"""
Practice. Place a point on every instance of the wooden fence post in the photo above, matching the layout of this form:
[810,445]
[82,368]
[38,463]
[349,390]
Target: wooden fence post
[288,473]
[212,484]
"""
Exercise requirements » Print the material once more, keeping every word as it is.

Response below »
Practice. Place a point on every instance of the wooden fence post in the photo above, matching the layout of this form:
[810,445]
[82,368]
[38,463]
[349,390]
Target: wooden fence post
[288,473]
[212,484]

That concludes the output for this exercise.